**Task to carry out**
Return, from the material below, each line in which the word "football" is present.

**Data for this task**
⟨
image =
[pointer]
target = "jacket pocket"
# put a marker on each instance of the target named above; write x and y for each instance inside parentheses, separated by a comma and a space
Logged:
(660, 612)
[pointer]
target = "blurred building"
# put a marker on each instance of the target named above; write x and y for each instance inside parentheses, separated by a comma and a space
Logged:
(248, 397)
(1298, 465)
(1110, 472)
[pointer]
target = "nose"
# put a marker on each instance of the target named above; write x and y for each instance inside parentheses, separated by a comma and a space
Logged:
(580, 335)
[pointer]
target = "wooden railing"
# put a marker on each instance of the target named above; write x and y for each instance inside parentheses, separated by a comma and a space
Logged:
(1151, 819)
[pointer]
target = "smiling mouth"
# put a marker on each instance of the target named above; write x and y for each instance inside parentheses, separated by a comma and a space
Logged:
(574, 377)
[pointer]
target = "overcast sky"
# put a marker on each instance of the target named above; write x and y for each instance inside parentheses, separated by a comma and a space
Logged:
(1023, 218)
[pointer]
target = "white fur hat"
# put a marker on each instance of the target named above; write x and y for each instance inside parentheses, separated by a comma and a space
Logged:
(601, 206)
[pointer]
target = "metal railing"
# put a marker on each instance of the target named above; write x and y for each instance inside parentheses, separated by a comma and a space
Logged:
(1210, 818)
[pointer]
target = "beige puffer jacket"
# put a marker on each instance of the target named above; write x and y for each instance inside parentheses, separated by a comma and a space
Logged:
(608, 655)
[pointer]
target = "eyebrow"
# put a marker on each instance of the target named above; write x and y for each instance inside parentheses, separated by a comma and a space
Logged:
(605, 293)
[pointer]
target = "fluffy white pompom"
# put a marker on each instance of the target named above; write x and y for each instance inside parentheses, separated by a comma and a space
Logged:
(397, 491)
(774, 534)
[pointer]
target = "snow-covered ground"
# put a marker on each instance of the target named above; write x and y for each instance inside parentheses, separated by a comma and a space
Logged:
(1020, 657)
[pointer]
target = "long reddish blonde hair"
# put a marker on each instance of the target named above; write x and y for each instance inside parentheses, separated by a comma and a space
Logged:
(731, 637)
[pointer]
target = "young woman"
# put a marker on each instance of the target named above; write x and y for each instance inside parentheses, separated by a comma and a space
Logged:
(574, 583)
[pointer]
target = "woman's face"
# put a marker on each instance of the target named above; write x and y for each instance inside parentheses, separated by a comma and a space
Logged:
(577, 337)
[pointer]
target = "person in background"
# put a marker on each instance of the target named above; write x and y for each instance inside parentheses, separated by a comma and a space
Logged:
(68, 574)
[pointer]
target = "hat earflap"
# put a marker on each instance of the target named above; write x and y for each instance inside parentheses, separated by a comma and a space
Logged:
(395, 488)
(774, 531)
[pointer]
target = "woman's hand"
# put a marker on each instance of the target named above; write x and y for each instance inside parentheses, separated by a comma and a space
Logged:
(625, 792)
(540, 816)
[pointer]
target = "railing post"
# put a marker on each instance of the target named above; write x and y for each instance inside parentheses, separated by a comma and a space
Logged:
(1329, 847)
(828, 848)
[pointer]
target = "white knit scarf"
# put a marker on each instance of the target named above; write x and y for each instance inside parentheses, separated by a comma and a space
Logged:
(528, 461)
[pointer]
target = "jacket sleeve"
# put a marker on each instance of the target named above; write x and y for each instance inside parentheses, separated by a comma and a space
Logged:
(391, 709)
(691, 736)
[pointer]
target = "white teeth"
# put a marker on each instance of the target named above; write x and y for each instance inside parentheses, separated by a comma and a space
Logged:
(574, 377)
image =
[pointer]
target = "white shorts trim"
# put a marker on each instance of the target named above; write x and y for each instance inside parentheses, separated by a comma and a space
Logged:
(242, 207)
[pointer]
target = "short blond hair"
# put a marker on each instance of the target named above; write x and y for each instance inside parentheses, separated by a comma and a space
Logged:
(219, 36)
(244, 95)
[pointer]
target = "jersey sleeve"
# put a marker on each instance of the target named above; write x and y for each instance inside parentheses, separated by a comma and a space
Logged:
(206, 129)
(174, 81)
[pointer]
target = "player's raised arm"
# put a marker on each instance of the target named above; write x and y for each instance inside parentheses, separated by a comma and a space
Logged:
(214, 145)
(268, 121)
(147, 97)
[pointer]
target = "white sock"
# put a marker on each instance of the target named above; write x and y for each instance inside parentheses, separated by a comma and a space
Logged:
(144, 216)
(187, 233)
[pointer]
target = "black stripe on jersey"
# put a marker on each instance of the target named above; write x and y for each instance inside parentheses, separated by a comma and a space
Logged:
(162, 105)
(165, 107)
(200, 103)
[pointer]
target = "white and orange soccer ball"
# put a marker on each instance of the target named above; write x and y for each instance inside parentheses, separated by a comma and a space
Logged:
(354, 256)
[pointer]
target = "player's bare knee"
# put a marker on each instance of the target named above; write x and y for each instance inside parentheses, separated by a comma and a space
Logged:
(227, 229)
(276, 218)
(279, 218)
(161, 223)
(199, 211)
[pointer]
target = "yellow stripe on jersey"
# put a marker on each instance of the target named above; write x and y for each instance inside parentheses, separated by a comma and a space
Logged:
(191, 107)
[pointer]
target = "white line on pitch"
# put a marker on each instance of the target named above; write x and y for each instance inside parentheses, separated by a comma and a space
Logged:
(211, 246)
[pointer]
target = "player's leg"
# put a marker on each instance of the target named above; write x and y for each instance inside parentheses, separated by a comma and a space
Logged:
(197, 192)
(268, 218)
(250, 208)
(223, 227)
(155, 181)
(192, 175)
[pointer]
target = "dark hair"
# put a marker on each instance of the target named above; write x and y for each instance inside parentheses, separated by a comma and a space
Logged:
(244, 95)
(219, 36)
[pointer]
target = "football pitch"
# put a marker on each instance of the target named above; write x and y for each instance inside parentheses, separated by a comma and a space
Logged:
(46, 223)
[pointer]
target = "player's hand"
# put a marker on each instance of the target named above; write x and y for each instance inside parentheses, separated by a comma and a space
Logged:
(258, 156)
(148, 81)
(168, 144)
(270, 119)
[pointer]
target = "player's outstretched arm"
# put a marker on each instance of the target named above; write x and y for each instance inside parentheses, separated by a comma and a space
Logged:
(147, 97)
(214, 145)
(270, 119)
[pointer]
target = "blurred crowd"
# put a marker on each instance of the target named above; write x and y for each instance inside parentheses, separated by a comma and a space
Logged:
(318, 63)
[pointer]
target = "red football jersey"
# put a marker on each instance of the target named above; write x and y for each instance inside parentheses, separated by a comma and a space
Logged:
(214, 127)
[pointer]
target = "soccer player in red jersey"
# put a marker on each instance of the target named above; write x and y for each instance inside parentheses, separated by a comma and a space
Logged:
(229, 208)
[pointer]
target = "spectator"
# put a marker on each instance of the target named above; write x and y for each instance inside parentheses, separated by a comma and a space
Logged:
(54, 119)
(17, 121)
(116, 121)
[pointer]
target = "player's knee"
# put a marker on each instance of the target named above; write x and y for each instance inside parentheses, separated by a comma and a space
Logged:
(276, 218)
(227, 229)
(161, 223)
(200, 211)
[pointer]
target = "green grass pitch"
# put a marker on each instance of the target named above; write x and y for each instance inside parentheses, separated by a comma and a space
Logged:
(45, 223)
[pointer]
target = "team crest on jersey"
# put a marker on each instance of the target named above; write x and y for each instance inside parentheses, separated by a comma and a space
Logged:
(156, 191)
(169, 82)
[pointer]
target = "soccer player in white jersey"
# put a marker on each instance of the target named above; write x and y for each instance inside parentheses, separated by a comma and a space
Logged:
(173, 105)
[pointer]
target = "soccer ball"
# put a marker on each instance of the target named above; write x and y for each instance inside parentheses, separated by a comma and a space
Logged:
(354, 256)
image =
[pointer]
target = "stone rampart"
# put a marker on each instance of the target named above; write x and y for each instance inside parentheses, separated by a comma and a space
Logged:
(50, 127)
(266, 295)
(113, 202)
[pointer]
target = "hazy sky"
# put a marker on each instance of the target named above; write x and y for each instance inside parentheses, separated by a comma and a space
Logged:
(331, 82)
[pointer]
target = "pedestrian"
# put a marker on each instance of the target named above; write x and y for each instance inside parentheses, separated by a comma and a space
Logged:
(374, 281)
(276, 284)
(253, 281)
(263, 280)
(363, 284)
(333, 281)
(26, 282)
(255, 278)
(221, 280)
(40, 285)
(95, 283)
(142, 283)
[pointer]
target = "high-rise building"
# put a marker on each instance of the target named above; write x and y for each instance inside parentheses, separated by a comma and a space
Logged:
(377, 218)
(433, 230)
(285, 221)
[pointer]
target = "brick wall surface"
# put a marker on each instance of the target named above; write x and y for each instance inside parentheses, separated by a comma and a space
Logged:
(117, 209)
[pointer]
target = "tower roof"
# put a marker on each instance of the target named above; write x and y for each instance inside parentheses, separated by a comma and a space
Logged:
⟩
**Result below**
target = "football pitch"
target = "red football jersey"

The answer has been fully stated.